§ **Exercise**
Please copy out the items below, replacing every "examine" with "study" and leaving all else unchanged.

§ **Entries provided**
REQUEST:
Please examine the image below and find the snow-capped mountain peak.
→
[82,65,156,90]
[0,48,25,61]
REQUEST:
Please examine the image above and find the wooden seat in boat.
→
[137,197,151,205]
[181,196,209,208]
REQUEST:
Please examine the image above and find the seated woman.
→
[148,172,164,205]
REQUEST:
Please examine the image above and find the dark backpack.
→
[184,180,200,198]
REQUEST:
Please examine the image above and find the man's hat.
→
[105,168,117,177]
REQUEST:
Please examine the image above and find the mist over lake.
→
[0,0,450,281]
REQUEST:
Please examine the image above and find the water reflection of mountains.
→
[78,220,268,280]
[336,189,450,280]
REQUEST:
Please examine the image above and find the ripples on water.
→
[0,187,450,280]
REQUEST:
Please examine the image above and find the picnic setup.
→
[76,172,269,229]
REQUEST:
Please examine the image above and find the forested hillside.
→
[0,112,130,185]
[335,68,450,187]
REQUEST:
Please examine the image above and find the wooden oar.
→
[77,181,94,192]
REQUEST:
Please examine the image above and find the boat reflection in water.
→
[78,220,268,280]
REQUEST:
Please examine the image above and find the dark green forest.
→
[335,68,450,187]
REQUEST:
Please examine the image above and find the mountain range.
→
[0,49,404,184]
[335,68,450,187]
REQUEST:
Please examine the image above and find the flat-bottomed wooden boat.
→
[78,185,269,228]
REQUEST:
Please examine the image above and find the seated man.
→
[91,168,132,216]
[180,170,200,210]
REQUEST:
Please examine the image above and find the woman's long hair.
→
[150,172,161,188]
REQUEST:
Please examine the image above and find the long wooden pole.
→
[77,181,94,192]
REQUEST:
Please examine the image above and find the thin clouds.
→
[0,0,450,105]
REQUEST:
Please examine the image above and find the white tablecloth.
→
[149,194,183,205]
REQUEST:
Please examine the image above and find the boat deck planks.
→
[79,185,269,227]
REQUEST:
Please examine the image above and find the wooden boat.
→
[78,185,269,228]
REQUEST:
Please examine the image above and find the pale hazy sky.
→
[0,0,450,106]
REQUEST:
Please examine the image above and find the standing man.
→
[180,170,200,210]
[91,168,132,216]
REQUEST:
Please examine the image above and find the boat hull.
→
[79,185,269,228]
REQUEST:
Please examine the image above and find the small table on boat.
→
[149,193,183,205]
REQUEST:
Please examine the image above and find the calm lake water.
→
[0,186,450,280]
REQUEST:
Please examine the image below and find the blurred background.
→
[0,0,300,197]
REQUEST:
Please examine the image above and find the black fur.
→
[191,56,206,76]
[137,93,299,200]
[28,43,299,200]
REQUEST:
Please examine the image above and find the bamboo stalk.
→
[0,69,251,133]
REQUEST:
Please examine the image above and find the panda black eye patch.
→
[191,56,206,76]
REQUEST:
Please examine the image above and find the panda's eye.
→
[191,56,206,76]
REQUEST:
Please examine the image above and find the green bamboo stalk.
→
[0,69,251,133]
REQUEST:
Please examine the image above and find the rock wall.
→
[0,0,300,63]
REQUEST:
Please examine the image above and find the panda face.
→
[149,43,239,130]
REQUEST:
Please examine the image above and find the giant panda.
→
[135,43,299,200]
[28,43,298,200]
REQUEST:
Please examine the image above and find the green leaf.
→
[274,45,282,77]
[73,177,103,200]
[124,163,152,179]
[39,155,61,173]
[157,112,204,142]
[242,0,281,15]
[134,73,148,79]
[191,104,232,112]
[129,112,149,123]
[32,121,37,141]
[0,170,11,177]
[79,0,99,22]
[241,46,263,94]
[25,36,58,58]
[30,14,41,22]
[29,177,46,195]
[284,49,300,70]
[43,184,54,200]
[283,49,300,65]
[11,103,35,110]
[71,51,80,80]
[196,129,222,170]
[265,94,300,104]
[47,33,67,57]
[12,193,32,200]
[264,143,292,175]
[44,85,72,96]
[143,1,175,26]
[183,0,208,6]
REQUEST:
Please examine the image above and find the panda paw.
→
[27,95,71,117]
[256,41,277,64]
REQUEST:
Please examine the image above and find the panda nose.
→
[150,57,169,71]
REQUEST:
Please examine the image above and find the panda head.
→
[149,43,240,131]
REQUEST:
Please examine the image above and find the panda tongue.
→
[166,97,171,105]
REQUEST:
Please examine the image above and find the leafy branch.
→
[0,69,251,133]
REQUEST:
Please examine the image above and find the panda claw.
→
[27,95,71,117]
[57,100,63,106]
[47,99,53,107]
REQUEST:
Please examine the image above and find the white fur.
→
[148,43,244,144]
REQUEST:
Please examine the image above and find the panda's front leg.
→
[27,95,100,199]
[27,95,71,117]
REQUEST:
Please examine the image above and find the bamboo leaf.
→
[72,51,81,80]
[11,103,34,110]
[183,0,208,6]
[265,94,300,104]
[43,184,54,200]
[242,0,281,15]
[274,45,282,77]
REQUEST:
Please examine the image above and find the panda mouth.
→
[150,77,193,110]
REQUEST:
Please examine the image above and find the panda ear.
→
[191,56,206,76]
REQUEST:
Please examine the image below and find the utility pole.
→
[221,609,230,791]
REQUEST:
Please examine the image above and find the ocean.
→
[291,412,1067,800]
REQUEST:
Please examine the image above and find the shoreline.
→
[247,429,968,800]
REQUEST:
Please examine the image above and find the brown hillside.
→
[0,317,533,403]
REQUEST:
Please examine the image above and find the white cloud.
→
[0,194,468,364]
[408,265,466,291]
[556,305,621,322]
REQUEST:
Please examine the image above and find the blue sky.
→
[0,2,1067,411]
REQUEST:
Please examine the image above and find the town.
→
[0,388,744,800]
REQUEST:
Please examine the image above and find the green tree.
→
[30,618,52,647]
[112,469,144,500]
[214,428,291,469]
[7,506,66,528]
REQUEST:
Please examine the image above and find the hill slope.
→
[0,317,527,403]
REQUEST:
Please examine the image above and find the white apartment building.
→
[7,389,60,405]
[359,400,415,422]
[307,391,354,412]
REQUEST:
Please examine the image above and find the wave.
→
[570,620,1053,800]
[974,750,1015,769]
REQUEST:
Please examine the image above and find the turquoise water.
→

§ **Answer below**
REQUEST:
Please study the image below and find the snow-capped mountain peak.
→
[82,65,156,90]
[0,48,25,61]
REQUEST:
Please study the image above and find the wooden seat in boat.
→
[137,197,151,205]
[181,196,209,208]
REQUEST:
Please study the image above and find the seated woman.
→
[148,172,164,205]
REQUEST:
Please study the image above and find the dark backpack.
→
[184,180,200,198]
REQUEST:
Please study the image above and find the man's hat.
→
[105,168,117,177]
REQUEST:
Please study the image above and find the mist over lake.
→
[0,0,450,281]
REQUEST:
Please study the image above and find the water reflection of mountains.
→
[78,220,268,280]
[336,189,450,280]
REQUEST:
Please study the image above and find the ripples on water.
→
[0,187,450,280]
REQUEST:
Please study the image above and find the picnic setup.
→
[76,172,269,229]
REQUEST:
Please study the image above and find the forested hillside.
→
[0,112,130,185]
[335,68,450,187]
REQUEST:
Please study the image above and find the wooden oar.
→
[77,181,94,192]
REQUEST:
Please study the image above and find the boat reflection in water.
→
[78,220,268,280]
REQUEST:
Please study the image above and find the dark green forest.
→
[335,68,450,187]
REQUEST:
Please study the image above and find the mountain range.
→
[0,49,404,184]
[335,68,450,187]
REQUEST:
Please study the image above and find the flat-bottomed wooden boat.
→
[78,185,269,228]
REQUEST:
Please study the image above and find the seated man.
→
[91,168,132,216]
[180,170,200,210]
REQUEST:
Please study the image above and find the woman's long hair.
→
[150,172,161,188]
REQUEST:
Please study the image above and find the long wooden pole.
→
[77,181,94,192]
REQUEST:
Please study the image above and find the thin clouds.
→
[0,0,450,105]
REQUEST:
Please study the image above and find the white tablecloth.
→
[149,194,183,205]
REQUEST:
Please study the image above and find the boat deck planks.
→
[79,185,269,227]
REQUEST:
Please study the image above and find the wooden boat.
→
[78,185,269,228]
REQUEST:
Please study the image above and find the pale hazy sky.
→
[0,0,450,106]
REQUEST:
Please study the image above and find the standing man.
→
[180,170,200,210]
[91,168,132,216]
REQUEST:
Please study the image above and find the boat hull.
→
[79,185,269,228]
REQUEST:
Please study the image above and find the small table on boat.
→
[149,193,183,205]
REQUEST:
Please study the image above and find the calm lake water.
→
[0,186,450,280]
REQUEST:
Please study the image below and find the blurred background.
→
[0,0,300,197]
REQUEST:
Please study the image above and find the black fur.
→
[191,56,206,76]
[137,93,299,200]
[28,43,299,200]
REQUEST:
Please study the image above and find the bamboo stalk.
→
[0,69,251,133]
REQUEST:
Please study the image above and find the panda black eye patch.
→
[191,56,206,76]
REQUEST:
Please study the image above and find the panda's eye.
→
[191,56,206,76]
REQUEST:
Please study the image above and find the green bamboo stalk.
→
[0,69,251,133]
REQUEST:
Please study the image above and find the rock wall.
→
[0,0,300,63]
REQUEST:
Please study the image above and find the panda face.
→
[149,43,239,130]
REQUEST:
Please study the image above and find the giant panda.
→
[135,43,299,200]
[28,43,298,200]
REQUEST:
Please study the image above and find the green leaf.
→
[274,45,282,77]
[73,177,103,200]
[124,163,152,179]
[39,155,61,173]
[157,112,204,142]
[242,0,281,15]
[134,73,148,79]
[191,104,232,112]
[129,112,149,123]
[32,121,37,141]
[0,170,11,177]
[79,0,99,22]
[241,46,263,94]
[25,36,58,58]
[30,14,41,22]
[29,177,46,195]
[284,49,300,70]
[43,184,54,200]
[283,49,300,65]
[11,103,35,110]
[71,51,80,80]
[196,129,222,170]
[265,94,300,104]
[47,33,67,57]
[12,193,32,200]
[264,143,292,175]
[44,85,72,96]
[143,1,175,26]
[183,0,208,6]
REQUEST:
Please study the image above and find the panda paw.
→
[27,95,71,117]
[256,41,277,64]
REQUEST:
Please study the image above and find the panda nose.
→
[150,57,169,71]
REQUEST:
Please study the image above and find the panda head.
→
[149,43,240,131]
REQUEST:
Please study the image above and find the panda tongue.
→
[166,97,171,105]
REQUEST:
Please study the image above and find the leafy branch.
→
[0,69,251,133]
REQUEST:
Please study the image above and find the panda claw.
→
[27,95,71,117]
[57,100,63,106]
[47,99,53,107]
REQUEST:
Please study the image above and find the white fur.
→
[148,43,244,144]
REQUEST:
Please study the image above and find the panda's front leg.
→
[27,95,100,199]
[27,95,71,117]
REQUEST:
Please study the image above and find the bamboo leaf.
→
[72,51,81,80]
[11,103,34,110]
[183,0,208,6]
[265,94,300,104]
[43,184,54,200]
[242,0,281,15]
[274,45,282,77]
REQUEST:
Please study the image above and find the panda mouth.
→
[150,77,193,110]
REQUEST:
Please study the image above and find the panda ear.
→
[191,56,206,76]
REQUEST:
Please study the image below and find the utility pole.
→
[221,609,230,791]
REQUEST:
Please study the image above and find the ocean.
→
[291,412,1067,800]
REQUEST:
Please study the image above and find the shoreline.
→
[247,429,968,800]
REQUEST:
Please study the image above and find the brown hillside.
→
[0,317,533,403]
REQUEST:
Please study the image above and find the white cloud.
→
[0,194,468,364]
[408,265,466,291]
[556,305,621,322]
REQUEST:
Please study the image above and find the blue sky.
→
[0,2,1067,411]
REQUEST:
Please study the image above and find the town.
→
[0,388,744,800]
REQUEST:
Please study the image above and find the green tree.
→
[30,618,52,647]
[112,469,144,500]
[214,428,291,469]
[7,506,66,528]
REQUEST:
Please study the image above and find the hill slope.
→
[0,317,527,403]
REQUEST:
Please study the image above and find the white apartment building.
→
[7,389,60,405]
[359,400,415,422]
[307,391,354,412]
REQUEST:
Please study the image above and find the wave.
→
[570,620,1053,800]
[974,750,1015,769]
REQUEST:
Please study the image above and find the turquoise water.
→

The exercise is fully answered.